**Instructions to follow**
Copy the records below word for word, from the line containing "Detect every building" up to and including the line containing "100, 112, 111]]".

**Data for this task**
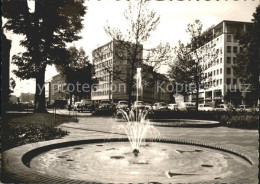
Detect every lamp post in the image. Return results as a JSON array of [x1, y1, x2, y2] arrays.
[[194, 60, 199, 111]]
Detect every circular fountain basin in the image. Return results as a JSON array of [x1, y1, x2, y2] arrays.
[[26, 140, 251, 183]]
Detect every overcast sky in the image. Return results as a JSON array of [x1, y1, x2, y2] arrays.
[[7, 0, 259, 96]]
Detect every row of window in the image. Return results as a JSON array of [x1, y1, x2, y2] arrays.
[[227, 46, 243, 54], [204, 68, 222, 77], [95, 59, 112, 69], [227, 35, 239, 42], [204, 79, 222, 87], [226, 78, 238, 85]]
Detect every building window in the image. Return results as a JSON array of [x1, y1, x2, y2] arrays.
[[233, 79, 237, 85], [233, 46, 237, 53], [227, 67, 231, 74], [233, 57, 237, 64], [227, 78, 230, 85], [227, 35, 231, 42], [227, 57, 231, 64], [227, 35, 231, 42], [227, 46, 231, 53]]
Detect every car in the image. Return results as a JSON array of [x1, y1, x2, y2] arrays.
[[116, 101, 128, 109], [184, 102, 196, 111], [73, 102, 81, 112], [236, 105, 253, 112], [215, 104, 233, 112], [144, 103, 153, 110], [80, 99, 95, 113], [153, 102, 168, 110], [168, 104, 179, 111], [132, 101, 145, 109], [198, 104, 215, 111], [98, 100, 112, 111]]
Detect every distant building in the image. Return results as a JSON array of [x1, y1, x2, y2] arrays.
[[188, 20, 257, 105], [91, 41, 170, 103], [20, 93, 35, 104], [9, 95, 18, 104], [0, 32, 11, 113]]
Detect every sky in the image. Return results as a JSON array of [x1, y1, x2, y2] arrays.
[[7, 0, 259, 96]]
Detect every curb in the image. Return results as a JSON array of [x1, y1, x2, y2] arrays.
[[2, 137, 252, 184]]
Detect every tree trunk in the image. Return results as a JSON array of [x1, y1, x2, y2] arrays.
[[128, 62, 134, 108], [34, 67, 47, 113], [196, 81, 199, 111]]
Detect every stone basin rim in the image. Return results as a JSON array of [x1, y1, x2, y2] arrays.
[[3, 137, 253, 183]]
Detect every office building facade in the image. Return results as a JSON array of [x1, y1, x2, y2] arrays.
[[190, 21, 257, 106], [91, 40, 169, 103]]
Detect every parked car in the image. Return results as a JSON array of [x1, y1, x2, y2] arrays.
[[98, 100, 112, 111], [153, 102, 168, 110], [215, 104, 233, 111], [80, 99, 95, 113], [168, 104, 179, 111], [184, 102, 196, 111], [198, 104, 215, 111], [116, 101, 128, 109], [236, 105, 253, 112], [144, 103, 153, 110], [73, 102, 81, 112], [132, 101, 145, 109]]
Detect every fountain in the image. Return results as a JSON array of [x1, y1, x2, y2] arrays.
[[114, 68, 159, 157], [117, 109, 160, 156]]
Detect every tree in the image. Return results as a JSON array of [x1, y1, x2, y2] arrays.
[[56, 47, 95, 104], [168, 20, 219, 110], [233, 5, 260, 90], [105, 0, 172, 106], [2, 0, 86, 112]]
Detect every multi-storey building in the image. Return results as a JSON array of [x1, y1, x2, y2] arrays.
[[20, 93, 35, 104], [191, 20, 257, 105], [91, 40, 169, 103], [48, 74, 69, 104]]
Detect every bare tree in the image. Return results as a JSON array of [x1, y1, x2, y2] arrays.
[[168, 20, 220, 110]]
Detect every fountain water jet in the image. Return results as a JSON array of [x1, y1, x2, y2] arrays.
[[117, 68, 159, 156]]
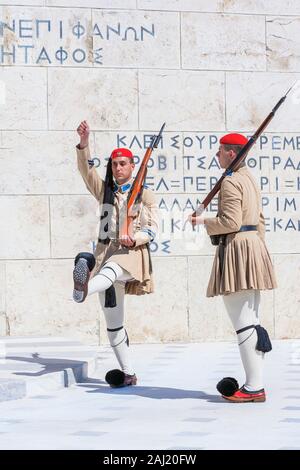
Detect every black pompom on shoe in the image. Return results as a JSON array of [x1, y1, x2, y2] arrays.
[[105, 369, 125, 387], [105, 369, 137, 388], [216, 377, 239, 397]]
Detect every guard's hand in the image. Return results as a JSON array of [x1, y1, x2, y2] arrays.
[[77, 121, 90, 149], [119, 235, 135, 248], [188, 213, 204, 225]]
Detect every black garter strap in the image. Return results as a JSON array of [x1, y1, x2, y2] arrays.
[[236, 325, 272, 352], [107, 326, 124, 331]]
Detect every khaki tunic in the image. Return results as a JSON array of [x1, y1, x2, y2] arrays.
[[205, 164, 277, 297], [76, 147, 158, 295]]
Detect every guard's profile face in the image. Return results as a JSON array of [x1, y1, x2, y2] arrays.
[[216, 144, 236, 168], [112, 157, 134, 184]]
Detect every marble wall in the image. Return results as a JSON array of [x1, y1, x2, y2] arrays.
[[0, 0, 300, 343]]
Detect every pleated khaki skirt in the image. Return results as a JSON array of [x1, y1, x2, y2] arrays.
[[92, 241, 154, 295], [206, 231, 277, 297]]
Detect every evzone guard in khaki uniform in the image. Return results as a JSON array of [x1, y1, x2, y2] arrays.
[[190, 134, 276, 402], [73, 121, 158, 387]]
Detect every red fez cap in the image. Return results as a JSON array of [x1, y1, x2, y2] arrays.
[[111, 148, 133, 158], [220, 134, 248, 145]]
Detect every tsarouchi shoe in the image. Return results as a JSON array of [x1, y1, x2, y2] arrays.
[[222, 387, 266, 403], [73, 258, 90, 303]]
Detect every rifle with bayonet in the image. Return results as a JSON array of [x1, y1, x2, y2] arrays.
[[192, 84, 295, 226]]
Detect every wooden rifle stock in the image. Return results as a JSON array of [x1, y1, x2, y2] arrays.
[[120, 123, 166, 238]]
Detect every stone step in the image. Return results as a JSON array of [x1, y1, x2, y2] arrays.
[[0, 336, 99, 401]]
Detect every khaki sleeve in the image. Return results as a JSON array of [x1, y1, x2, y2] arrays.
[[133, 189, 159, 246], [257, 211, 266, 240], [76, 146, 104, 201], [204, 177, 242, 235]]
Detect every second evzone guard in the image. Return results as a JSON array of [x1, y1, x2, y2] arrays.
[[190, 134, 276, 402], [73, 121, 158, 387]]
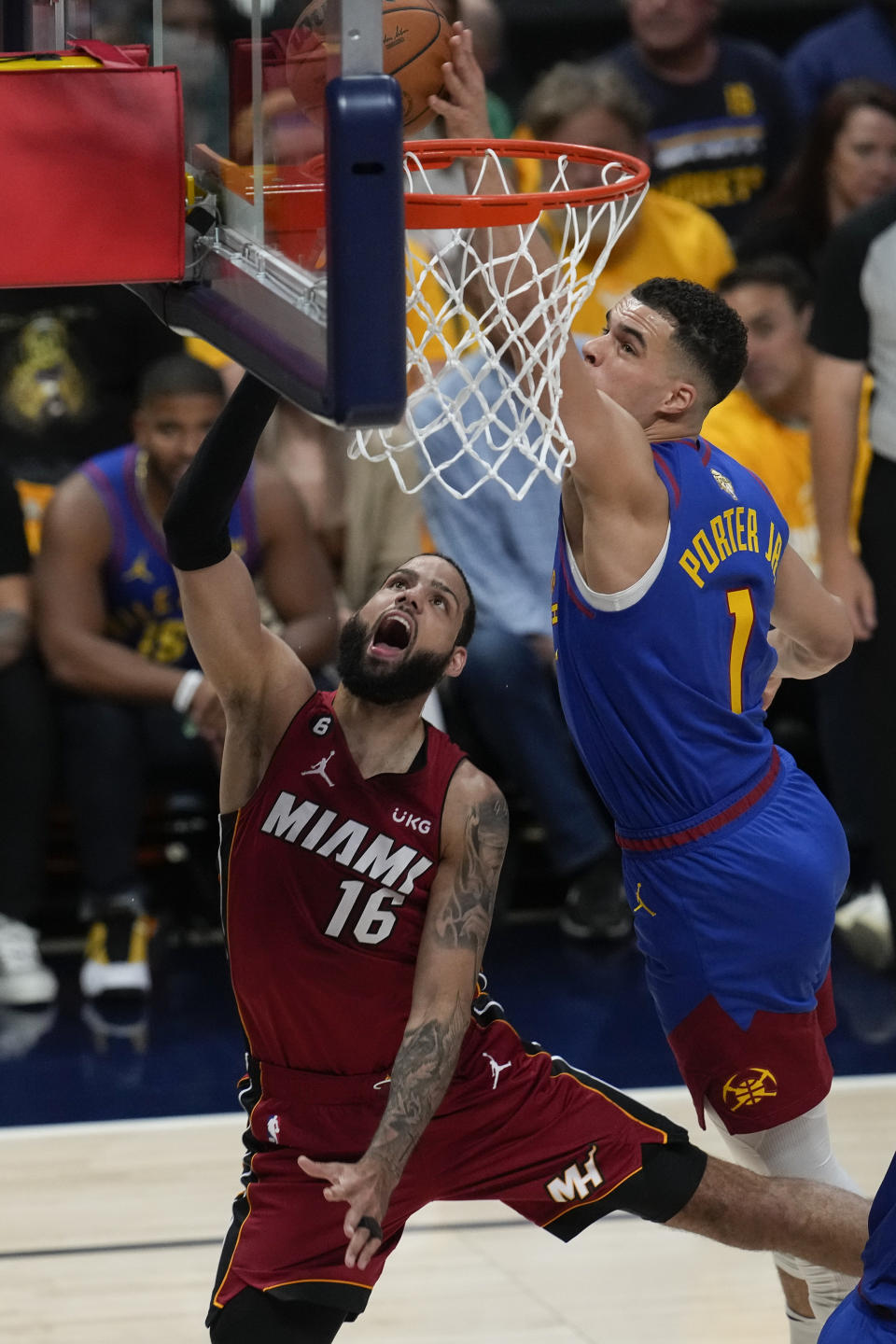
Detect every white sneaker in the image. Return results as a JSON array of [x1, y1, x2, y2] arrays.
[[80, 916, 156, 999], [834, 883, 895, 971], [0, 916, 59, 1008]]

**Answer to the task**
Detect every building window in the image. Return results as a JSON array of [x1, y1, x2, y2] arrays.
[[233, 79, 237, 85], [233, 46, 237, 53], [227, 67, 231, 74], [233, 57, 237, 64], [227, 78, 230, 85], [227, 35, 231, 42], [227, 57, 231, 64], [227, 35, 231, 42], [227, 46, 231, 53]]
Detect every car in the image. Return results as a JSON array of [x1, y1, x2, y2] arrays.
[[116, 101, 128, 109], [184, 102, 196, 111], [73, 102, 81, 112], [236, 105, 253, 112], [215, 104, 233, 112], [144, 103, 153, 110], [80, 99, 95, 113], [153, 102, 168, 110], [168, 104, 179, 111], [132, 101, 145, 109], [198, 104, 215, 111], [98, 100, 112, 111]]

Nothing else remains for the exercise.